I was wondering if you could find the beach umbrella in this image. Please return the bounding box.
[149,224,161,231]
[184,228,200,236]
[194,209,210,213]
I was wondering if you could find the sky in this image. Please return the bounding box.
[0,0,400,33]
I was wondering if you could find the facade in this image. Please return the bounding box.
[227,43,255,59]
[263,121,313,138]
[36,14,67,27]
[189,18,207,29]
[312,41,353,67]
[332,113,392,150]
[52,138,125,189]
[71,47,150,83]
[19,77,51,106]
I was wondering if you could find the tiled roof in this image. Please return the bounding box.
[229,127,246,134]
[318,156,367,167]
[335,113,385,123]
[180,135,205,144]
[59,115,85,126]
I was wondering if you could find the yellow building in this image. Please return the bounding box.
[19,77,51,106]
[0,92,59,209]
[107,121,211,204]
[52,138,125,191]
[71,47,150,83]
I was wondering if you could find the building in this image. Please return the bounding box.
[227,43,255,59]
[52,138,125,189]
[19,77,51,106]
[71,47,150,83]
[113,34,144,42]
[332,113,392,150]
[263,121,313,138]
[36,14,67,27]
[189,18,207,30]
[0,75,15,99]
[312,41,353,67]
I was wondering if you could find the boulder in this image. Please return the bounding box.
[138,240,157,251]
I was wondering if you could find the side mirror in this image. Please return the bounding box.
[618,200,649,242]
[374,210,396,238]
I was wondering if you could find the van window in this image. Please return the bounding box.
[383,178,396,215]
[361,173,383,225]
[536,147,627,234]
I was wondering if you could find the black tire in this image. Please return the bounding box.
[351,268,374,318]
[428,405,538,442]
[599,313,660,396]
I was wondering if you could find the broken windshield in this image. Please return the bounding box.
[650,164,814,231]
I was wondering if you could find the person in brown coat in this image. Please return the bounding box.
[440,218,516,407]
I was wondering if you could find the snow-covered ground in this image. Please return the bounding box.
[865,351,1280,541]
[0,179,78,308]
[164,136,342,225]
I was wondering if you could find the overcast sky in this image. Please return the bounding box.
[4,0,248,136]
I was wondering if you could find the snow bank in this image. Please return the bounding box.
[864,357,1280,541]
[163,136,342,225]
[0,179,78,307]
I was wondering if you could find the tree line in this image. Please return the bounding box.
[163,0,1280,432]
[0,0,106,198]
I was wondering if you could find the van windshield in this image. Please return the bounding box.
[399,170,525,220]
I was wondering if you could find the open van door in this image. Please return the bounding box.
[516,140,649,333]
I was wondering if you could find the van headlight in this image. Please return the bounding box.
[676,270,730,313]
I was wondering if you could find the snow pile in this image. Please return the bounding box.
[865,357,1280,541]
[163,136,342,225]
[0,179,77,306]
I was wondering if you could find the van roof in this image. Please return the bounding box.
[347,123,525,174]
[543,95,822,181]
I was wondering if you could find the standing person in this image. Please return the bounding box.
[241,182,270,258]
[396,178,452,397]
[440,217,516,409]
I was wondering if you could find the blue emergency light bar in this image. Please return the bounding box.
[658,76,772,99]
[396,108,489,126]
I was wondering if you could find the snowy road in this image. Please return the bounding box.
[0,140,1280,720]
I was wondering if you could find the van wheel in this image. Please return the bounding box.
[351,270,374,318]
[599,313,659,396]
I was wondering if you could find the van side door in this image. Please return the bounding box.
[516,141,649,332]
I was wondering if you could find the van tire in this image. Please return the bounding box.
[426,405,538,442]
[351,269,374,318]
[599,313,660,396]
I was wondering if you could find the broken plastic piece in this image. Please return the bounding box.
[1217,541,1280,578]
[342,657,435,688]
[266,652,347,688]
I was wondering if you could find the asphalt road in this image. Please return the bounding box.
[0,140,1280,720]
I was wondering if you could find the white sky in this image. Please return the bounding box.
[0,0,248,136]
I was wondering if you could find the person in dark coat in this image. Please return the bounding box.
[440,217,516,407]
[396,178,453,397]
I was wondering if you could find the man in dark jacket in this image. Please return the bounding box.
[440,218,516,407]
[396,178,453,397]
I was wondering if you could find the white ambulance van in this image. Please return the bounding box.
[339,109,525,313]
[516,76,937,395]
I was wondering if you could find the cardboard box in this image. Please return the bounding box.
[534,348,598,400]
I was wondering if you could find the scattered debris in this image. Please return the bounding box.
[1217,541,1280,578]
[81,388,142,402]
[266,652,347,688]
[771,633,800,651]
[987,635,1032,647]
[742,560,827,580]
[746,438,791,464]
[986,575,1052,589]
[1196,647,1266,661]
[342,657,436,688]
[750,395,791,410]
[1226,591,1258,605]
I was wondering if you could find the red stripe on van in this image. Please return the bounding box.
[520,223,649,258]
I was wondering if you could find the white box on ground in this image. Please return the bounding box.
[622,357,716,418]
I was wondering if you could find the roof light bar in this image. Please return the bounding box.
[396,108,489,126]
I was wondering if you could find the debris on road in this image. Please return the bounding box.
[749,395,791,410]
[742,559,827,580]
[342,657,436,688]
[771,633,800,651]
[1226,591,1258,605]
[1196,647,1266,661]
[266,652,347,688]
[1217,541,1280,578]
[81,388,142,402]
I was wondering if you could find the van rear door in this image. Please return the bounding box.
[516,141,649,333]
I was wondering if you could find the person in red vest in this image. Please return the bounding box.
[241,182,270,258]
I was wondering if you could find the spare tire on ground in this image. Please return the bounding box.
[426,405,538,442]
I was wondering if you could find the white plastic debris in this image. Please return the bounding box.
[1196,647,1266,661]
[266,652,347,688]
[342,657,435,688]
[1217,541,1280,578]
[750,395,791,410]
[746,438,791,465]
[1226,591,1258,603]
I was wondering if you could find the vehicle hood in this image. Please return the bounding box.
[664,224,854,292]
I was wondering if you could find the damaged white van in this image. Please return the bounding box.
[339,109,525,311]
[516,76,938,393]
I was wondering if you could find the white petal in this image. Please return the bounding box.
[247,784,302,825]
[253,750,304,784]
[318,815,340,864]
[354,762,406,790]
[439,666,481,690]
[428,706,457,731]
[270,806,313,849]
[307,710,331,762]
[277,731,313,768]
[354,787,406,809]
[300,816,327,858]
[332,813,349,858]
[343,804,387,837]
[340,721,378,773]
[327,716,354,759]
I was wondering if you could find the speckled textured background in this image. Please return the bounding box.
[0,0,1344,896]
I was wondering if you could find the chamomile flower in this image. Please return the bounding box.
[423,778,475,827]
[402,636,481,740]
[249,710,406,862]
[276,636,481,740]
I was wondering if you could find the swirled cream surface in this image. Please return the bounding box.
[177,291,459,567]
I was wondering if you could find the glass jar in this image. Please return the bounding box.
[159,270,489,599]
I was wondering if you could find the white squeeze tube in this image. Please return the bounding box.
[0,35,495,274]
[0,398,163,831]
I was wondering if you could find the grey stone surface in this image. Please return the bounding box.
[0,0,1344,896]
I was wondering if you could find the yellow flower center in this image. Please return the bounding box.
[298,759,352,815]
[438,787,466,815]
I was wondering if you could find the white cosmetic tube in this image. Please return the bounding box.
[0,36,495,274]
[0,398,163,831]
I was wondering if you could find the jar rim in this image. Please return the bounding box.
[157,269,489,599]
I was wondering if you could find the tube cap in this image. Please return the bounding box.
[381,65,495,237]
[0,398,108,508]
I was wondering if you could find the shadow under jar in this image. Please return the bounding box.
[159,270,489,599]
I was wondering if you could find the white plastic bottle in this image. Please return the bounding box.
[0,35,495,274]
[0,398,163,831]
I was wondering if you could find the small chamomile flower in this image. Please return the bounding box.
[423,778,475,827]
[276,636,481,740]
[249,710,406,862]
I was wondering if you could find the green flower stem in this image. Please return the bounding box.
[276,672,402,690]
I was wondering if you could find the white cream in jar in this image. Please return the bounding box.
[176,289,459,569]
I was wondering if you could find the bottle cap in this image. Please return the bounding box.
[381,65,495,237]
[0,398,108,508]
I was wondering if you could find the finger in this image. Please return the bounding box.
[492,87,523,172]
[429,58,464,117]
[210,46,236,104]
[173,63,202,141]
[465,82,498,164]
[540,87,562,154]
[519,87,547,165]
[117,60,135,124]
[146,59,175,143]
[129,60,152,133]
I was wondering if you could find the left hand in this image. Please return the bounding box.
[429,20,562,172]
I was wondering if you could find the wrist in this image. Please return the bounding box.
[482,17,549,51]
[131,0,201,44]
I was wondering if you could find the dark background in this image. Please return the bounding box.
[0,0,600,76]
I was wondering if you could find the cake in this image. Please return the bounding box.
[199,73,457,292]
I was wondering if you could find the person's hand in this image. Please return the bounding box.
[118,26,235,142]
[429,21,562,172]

Problem description:
Copy the rows above word for word, from the line with "I was wondering if you could find the grey" to the line with "[129,60,152,133]", including both of those lines.

Response to this task:
I was wondering if you could find the grey stone surface in this image. Please return the bounding box.
[0,0,1344,896]
I was wondering if you could find the yellow flower center in this image. Please return the bounding box.
[298,759,352,815]
[438,787,466,815]
I was wondering if you could find the white cosmetic tube in this image. Please return the bounding box.
[0,36,495,274]
[0,398,163,831]
I was wondering if you could find the jar rim in this image. Please return the bounding box.
[157,269,489,599]
I was wondering if you could find the tube cap in this image. Please return the bounding box.
[381,65,495,237]
[0,398,108,508]
I was wondering if you could find the shadow under jar in this image. Please return the bounding box.
[159,270,489,599]
I was wondering if you could find the white plastic bottle in this image. Please return the bounding box.
[0,35,495,274]
[0,398,163,831]
I was wondering if you could find the small chamomile flower in this image. Please return the bounding box.
[423,778,475,827]
[276,636,481,740]
[249,710,406,862]
I was wondering if you could find the green flower stem in this image. Please return the bounding box.
[276,672,402,690]
I was wondering if you could find the white cream in jar in this image. Please return the bounding box.
[176,289,459,569]
I was wondering if you could find the bottle cap in this image. Please return the bounding box.
[381,65,495,237]
[0,398,108,508]
I was wondering if you could find the finger in this image. Please return the bounding box.
[492,87,523,172]
[429,58,464,117]
[210,46,236,104]
[173,63,202,141]
[465,82,498,164]
[540,87,562,154]
[519,87,547,165]
[117,60,135,124]
[146,59,175,143]
[129,60,152,133]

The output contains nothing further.